*Task goal:*
Your task is to repeat the entries underneath exactly, minus the pictures.

========

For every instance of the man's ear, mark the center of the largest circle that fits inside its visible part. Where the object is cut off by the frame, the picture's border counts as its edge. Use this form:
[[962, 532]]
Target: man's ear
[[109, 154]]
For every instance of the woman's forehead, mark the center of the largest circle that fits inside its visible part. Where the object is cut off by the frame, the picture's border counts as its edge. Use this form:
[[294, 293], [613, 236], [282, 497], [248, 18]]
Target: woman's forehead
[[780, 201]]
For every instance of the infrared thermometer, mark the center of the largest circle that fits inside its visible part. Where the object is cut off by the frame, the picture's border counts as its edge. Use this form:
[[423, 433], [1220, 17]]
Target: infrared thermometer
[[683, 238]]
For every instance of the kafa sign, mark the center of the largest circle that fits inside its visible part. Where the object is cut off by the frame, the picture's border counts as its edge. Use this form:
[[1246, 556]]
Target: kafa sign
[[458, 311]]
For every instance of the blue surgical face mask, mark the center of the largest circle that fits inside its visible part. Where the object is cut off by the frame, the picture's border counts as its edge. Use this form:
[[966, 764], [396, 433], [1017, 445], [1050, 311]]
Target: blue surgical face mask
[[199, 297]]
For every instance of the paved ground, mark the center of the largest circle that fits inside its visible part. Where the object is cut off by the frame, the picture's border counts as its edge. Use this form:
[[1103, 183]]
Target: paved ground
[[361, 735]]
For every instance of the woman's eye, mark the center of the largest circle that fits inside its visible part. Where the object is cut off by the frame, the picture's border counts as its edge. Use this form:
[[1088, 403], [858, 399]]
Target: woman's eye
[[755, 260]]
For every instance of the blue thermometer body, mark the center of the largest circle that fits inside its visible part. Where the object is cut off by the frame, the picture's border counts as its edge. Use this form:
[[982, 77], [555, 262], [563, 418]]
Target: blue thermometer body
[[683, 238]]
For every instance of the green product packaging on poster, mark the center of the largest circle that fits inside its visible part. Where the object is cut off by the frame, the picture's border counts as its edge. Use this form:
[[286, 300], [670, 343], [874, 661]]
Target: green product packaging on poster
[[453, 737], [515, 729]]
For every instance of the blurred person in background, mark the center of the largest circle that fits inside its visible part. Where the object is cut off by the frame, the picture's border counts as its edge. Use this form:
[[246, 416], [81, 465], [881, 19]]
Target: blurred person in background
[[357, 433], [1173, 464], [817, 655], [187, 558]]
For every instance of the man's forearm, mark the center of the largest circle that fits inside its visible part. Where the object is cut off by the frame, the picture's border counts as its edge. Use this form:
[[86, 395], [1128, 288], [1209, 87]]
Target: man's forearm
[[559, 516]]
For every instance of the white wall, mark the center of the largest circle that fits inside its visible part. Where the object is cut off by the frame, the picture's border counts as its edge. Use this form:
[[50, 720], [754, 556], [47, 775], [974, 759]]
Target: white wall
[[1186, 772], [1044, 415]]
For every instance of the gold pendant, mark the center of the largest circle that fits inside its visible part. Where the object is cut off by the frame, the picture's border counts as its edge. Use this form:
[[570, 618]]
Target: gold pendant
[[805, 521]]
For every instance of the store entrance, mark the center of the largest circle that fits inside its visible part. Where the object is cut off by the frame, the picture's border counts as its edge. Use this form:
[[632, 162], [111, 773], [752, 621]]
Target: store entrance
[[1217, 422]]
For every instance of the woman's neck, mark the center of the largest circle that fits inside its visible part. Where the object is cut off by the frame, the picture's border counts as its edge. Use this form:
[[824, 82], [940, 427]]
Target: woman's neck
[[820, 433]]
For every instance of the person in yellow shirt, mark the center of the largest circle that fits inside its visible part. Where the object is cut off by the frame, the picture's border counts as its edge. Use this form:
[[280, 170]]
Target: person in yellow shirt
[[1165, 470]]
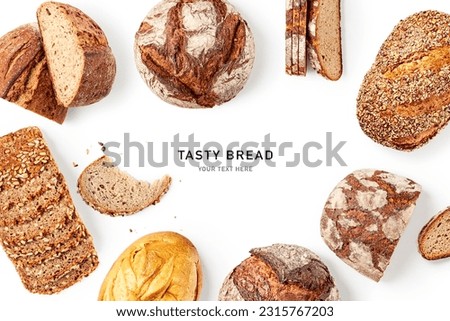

========

*Written answer:*
For every instance of the man's ear, mark the center of the largest circle that fits inside its visible part. Where the object is cut off by the frame, the picture's border counts as its edge. Use this form:
[[962, 532]]
Target: man's ear
[[109, 154]]
For every instance of the woman's forehead, mark the center of the largest circle that fits inside its visible part. Where the object is cut off by the frame, the picture's border counts as its edge. Use this form:
[[294, 293], [613, 236], [282, 497], [248, 18]]
Target: woman's forehead
[[780, 201]]
For every instance of the infrared thermometer, mark the center of the largest circle that fits inside its visible part. Where the object is cut off by the frame, the picture's border counts as its edge. Use this form:
[[423, 433], [1220, 17]]
Target: infrared thermometer
[[683, 238]]
For every instance of the kafa sign, mark the center of the largest circle that fits inside its visible part. Where the object is cut off by the frame, the picture's border counts as its edge. Use this form:
[[1246, 556]]
Target: kafa sign
[[458, 311]]
For every instance of the blue surgical face mask, mark the center of the largest circle that fits inside its visible part. Where the object is cut off by the frame, the picture's border counts as its edge. Use this form:
[[966, 764], [396, 433], [1017, 445], [1050, 311]]
Target: blue surgical face mask
[[199, 297]]
For every instance of the paved ground, mark the center of the largest circle that fits inside its visible part. Where the object is cut off by the frame, the picture's border counts as its edge. Use this form:
[[1103, 183]]
Target: paved ground
[[361, 735]]
For every instance of the woman's eye, mark the center of the largest circle that fits inside its visible part. Where the object is cut off by the frame, the picture's border counts as its edge. Use this form:
[[1088, 403], [858, 399]]
Target: woman's eye
[[755, 260]]
For every instance of the blue thermometer body, mark the center of the largest circle that fits inside its visible part. Where the object is cut off by the frame, the picture's border counts as its edge. Use this form:
[[982, 77], [555, 262], [563, 418]]
Target: blue thermometer body
[[683, 238]]
For every instance of the green product packaging on poster, mark the center of the largest circle that fits inside its visible part. Where the object is cut off by the frame, the picture's border counts as its edge. Use this form:
[[286, 300], [670, 343], [874, 661]]
Target: green product packaging on poster
[[453, 737], [515, 729]]
For every instance of the blurred person in background, mark the center of the largest circle that fits inside its visible part. Where the object is cut off by the frame, the picture's border counts as its edge. Use this form:
[[246, 416], [81, 465], [881, 19]]
Target: blurred person in background
[[357, 433], [1173, 464], [817, 655], [187, 558]]
For every instance of the man's forearm, mark the center of the largest circle that fits inside its visible part. Where the object is cut off by the frame, the picture's border counts as its edge. Use this form:
[[86, 395], [1128, 288], [1209, 87]]
Target: man's forearm
[[559, 516]]
For every instance of the white wall, mark the center of the largest circle that fits inside its visible part. Where the object is cut off by the frame, the picture's border counts as its edge. Use this form:
[[50, 720], [754, 556], [47, 775], [974, 759]]
Target: white wall
[[1186, 772], [1044, 415]]
For every instance of the gold pendant, mark the center of the largest circle that fits inside its visible part. Where the object is cut off by the frame, the picture's border counts as its edge. Use this form:
[[570, 618]]
Target: gold pendant
[[805, 521]]
For every instance of the store entrance, mark the center of the largest circle that fits inside its visible part. Where the object is cut off by the frame, the picture's border counts as its edge. Use this form:
[[632, 162], [111, 773], [752, 621]]
Target: store entrance
[[1217, 422]]
For every instance of the woman's neck, mark the center of the largest circle that fits inside its visible part. Where the object is cut off by the frame, the picture's border counts as its edge. Use this form:
[[824, 82], [940, 427]]
Target: woman's neck
[[820, 433]]
For every instance of the person in yellow shirt, mark the center of the largest circle that fits inside its visible part. Where the object is cut off by the frame, the picture's border counts as its edge. Use this form:
[[280, 170]]
Target: person in yellow shirt
[[1165, 470]]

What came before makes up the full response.